Copy every record below exactly as written, but leave out the pictures.

-------------------------

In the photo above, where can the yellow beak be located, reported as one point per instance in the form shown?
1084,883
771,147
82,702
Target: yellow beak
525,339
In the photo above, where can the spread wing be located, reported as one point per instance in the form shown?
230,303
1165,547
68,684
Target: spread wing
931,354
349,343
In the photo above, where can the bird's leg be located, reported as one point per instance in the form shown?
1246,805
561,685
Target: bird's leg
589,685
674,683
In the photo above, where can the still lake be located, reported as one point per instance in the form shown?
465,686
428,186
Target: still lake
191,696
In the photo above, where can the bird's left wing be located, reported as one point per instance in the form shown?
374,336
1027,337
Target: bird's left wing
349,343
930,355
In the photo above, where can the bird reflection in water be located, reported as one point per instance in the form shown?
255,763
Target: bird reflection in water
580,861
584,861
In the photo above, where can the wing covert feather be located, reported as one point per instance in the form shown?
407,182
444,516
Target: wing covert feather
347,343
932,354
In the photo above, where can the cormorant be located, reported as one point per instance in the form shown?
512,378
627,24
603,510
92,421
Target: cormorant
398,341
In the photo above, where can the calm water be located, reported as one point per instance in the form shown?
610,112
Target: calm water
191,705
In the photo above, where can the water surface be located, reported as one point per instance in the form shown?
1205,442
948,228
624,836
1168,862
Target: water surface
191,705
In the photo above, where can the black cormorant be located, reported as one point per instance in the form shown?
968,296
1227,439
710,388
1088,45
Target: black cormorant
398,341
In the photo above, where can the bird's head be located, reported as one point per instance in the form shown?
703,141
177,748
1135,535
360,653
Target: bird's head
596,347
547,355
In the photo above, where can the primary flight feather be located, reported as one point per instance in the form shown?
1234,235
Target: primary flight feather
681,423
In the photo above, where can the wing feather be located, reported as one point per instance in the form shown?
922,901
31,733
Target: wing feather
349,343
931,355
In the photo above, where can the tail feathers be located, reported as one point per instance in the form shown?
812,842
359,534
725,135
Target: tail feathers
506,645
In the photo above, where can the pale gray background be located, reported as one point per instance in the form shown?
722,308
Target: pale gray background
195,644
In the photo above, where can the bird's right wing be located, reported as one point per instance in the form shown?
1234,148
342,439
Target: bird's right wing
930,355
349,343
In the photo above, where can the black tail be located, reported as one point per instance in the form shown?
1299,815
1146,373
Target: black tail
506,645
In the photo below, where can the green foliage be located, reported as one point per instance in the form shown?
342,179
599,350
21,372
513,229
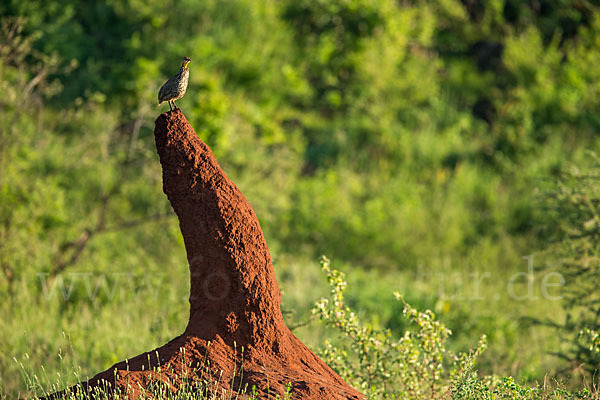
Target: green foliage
417,365
392,135
413,366
572,202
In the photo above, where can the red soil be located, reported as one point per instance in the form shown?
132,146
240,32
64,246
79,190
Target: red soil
234,297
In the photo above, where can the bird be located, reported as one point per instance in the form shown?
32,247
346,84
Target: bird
175,87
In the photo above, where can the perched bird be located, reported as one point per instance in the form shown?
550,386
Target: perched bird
175,88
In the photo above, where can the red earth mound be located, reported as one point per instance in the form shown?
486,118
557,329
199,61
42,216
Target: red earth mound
234,297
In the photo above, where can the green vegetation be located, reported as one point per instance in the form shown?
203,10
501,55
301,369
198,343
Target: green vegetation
409,141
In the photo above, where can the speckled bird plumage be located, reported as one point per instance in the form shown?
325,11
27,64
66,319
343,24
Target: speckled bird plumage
176,86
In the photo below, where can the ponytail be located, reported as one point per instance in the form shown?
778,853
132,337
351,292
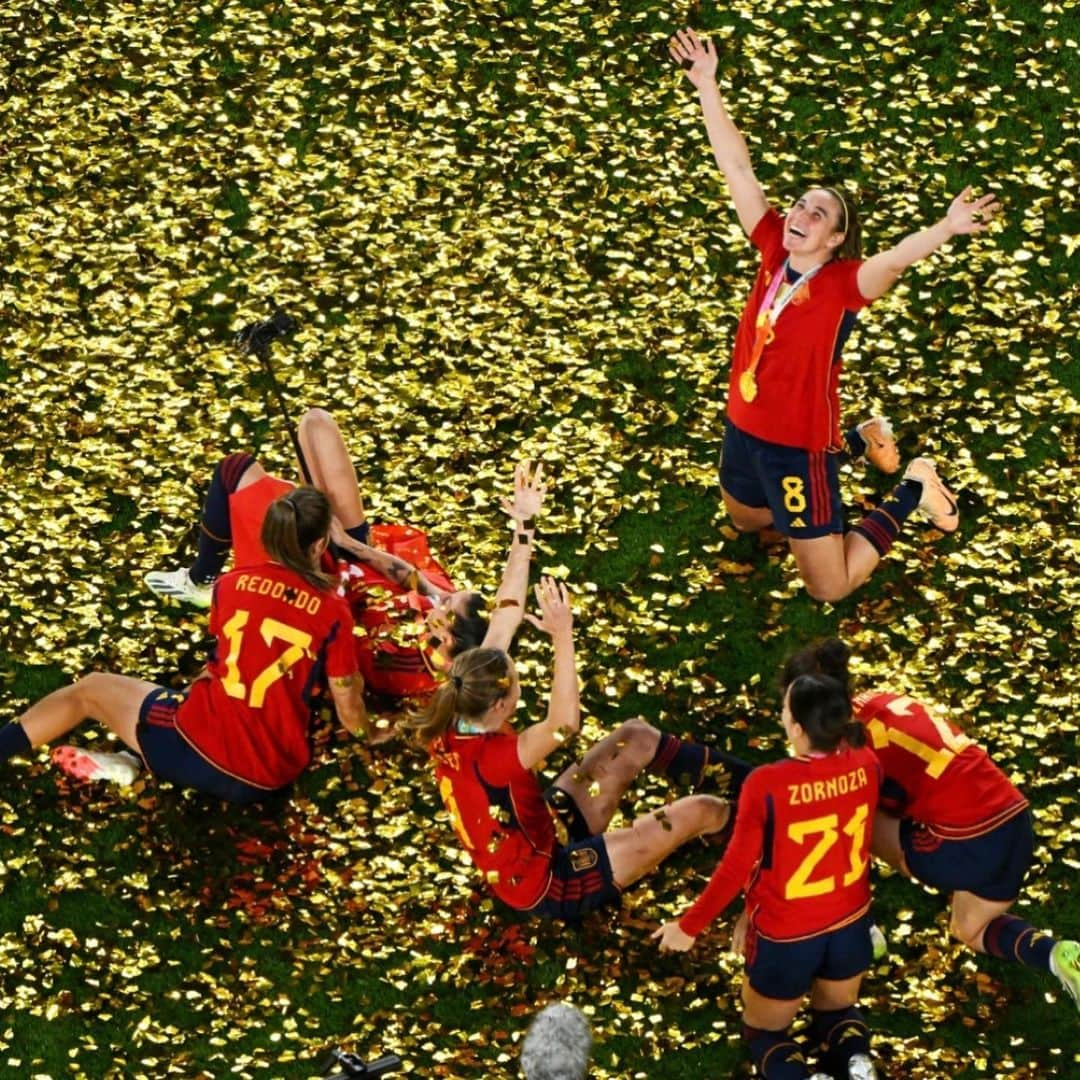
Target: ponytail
829,657
821,706
476,680
294,524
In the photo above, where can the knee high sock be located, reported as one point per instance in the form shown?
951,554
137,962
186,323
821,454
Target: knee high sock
775,1054
13,741
842,1033
685,763
881,526
1011,939
215,532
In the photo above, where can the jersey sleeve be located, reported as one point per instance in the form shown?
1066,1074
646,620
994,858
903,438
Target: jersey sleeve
848,280
768,237
340,655
743,851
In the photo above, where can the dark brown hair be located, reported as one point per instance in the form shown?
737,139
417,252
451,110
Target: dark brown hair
476,680
849,224
821,706
294,524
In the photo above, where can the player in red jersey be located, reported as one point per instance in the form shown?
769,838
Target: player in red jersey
549,852
410,619
782,440
800,852
950,819
241,731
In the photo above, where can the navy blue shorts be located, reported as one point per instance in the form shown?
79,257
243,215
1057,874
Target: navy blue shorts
581,878
991,866
786,970
800,488
170,756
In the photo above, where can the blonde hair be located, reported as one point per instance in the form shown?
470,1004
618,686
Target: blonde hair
477,678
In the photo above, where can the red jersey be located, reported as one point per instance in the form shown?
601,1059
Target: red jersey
499,812
277,638
800,847
797,402
934,773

-------------------------

— Output of the task —
In the photo above, where can the yellow beak be located, reported as one point per instance in the form shown?
1084,883
771,147
82,702
Target: yellow beak
525,339
In the photo above, where can the spread wing be located, reported as one point per instance in the form shown?
230,303
1165,547
68,684
Target: spread wing
931,354
349,343
In the photo above, where can the bird's leg be located, reported as one point per instance in the form shown?
1246,805
561,685
Target: bird's leg
589,685
674,683
In the photo above, where can the still lake be located, reported as one point per instance in the form shown?
465,686
428,186
Target: still lake
191,696
In the photo above, where can the bird's left wing be located, reported as one point per instance in the form shown?
374,336
1027,337
Target: bird's left wing
349,343
930,355
In the photo above, where can the bird reflection in water be located, reported as one point per instance in the form shown?
255,763
Target: bird reflection in water
580,861
584,861
In the photo above, where can the wing covert feather be located, reported as one point per instance in the form shown?
407,182
444,516
Target: wing covert feather
347,343
932,354
In the photo above, where can the cormorant be located, reported as one point per instance in the form shown?
512,378
627,24
603,510
92,421
Target: cormorant
398,341
In the photo above, where can the calm water be located, reported as one point per instance in the form shown?
610,112
Target: calm water
191,705
In the photo above, where can the water surface be located, reported as one point per instance in the form shown?
1205,442
948,228
624,836
1168,862
Target: water surface
191,705
In the photo above, where can the black cormorant be located, reported as one point per instance in the form shown?
968,296
1227,439
710,388
1088,45
Target: black cormorant
398,341
In the photo above, where can the bird's head be located, reported as one point per instance in the form shown?
703,141
177,748
1135,535
360,653
Target: bird's head
596,347
547,355
In the photo above, where can the primary flight feather be located, reported as one point per instance in the form shown?
1234,235
Target: primary flight feather
681,423
In the photo above, where can the wing feather be located, reported as one point per instance in the form shown?
922,901
31,733
Target: wing feather
349,343
931,355
In the photo above, where can the tail feathers be located, reported as one point per instance in the form shown?
812,842
359,534
725,135
Target: tail feathers
506,645
In the photo above, where can the pale gray background be located, reported as one point per instance in the form shown?
722,308
Target: pale gray background
195,644
In the photo above, where can the bird's right wing be located, reported as one point per instance in the form shown?
1234,148
342,439
Target: bird's right wing
930,355
349,343
In the photo above, where can the black tail be located, reported as one point per instance in the form shown?
1299,815
1146,373
Target: black tail
506,645
In the photo below, where can the green foliage be located, reported as one point per instance in the form shown?
342,179
599,350
21,372
513,229
Target: green foliage
417,365
392,135
413,366
572,202
In the photo above, where can the red soil be located, reported as one point per instance in the form shown?
132,146
240,32
64,246
79,190
Target: red soil
234,297
In the photo above, where can the bird be located, reported as one point per instance in the form shown?
32,247
346,84
Target: bird
175,87
In the photo above, where can the perched bird be located, reported as one point per instance in the form shown?
550,386
Target: perched bird
175,88
In the photo above, where can the red earth mound be located, reported as one point per instance in the form shown?
486,118
557,329
199,61
42,216
Target: red earth mound
234,297
In the photo above, where can the green vegetation be located, reported as one point per instance in the form shown?
203,10
501,55
301,369
198,343
Target: green vegetation
409,141
In the photo above, where can the speckled bird plumage be located, reported as one point per instance in the form shown?
325,11
27,64
66,319
343,24
Target: speckled bird plumage
176,86
In the photo below, where can the ponytail be located, reported as one point per instance in the form shown?
778,853
132,337
351,292
Target: ponytail
829,657
821,706
476,680
294,524
In the photo above, where can the knee high sock be located, reported as one point per instance in the form shown?
951,554
137,962
186,323
821,454
Target: knee high sock
775,1054
13,741
842,1033
685,763
881,526
1011,939
215,532
In the photo above, where can the jersey sleeve be located, reported as one point per instance in the form shown?
1066,1074
646,620
994,858
903,438
Target: jersey sleeve
848,280
768,237
340,655
743,851
In the photo above, where can the dark brown hair be located, reported as one point per instance in the form shown?
737,139
417,252
451,110
Target: dark brown hair
476,680
849,224
821,706
294,524
In the photo above, where can the player in red jersey be located, reported as one point per instance in the form shown?
769,838
Target: player in red jersey
549,852
410,619
782,440
800,852
950,819
241,731
In the photo above, where can the navy blue shorts be located, reported as one point per instance in the form shown?
79,257
243,215
1057,874
Target: navy blue shorts
581,878
991,866
786,970
800,488
170,756
In the photo above, where can the blonde hair be located, reported as one point per instance in the form shown?
470,1004
618,686
Target: blonde hair
477,678
In the photo above, where can the red jersey be located, reported as one point per instance in the form shown?
601,1059
Target: red jersey
499,812
277,638
800,847
797,402
934,773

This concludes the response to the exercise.